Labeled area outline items
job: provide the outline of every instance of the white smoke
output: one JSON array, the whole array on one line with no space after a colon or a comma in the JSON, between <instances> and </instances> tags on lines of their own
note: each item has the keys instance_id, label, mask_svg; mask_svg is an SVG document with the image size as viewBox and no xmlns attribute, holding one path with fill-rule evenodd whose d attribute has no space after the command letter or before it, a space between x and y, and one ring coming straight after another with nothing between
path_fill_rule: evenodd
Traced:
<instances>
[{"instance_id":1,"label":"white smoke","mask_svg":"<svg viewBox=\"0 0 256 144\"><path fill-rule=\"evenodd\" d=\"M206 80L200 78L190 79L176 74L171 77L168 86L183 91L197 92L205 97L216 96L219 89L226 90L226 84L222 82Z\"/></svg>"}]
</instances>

▸ **Task objective**: Reproduce the listing shown above in its entirety, exactly.

▸ **Finished task**:
job: provide the outline of every instance of the white smoke
output: one JSON array, the whole array on one line with no space after a colon or a comma in the JSON, between <instances> and </instances> tags on lines of their own
note: each item has the keys instance_id, label, mask_svg; mask_svg is an SVG document with the image size as viewBox and no xmlns attribute, holding one path with fill-rule evenodd whose d attribute has no space after the command letter or before it, a space between x and y, and one ring coming straight after another with nothing between
path_fill_rule: evenodd
Traced:
<instances>
[{"instance_id":1,"label":"white smoke","mask_svg":"<svg viewBox=\"0 0 256 144\"><path fill-rule=\"evenodd\" d=\"M206 80L200 78L190 79L176 74L171 77L168 86L183 91L197 92L205 97L216 96L219 89L226 90L226 84L222 82Z\"/></svg>"}]
</instances>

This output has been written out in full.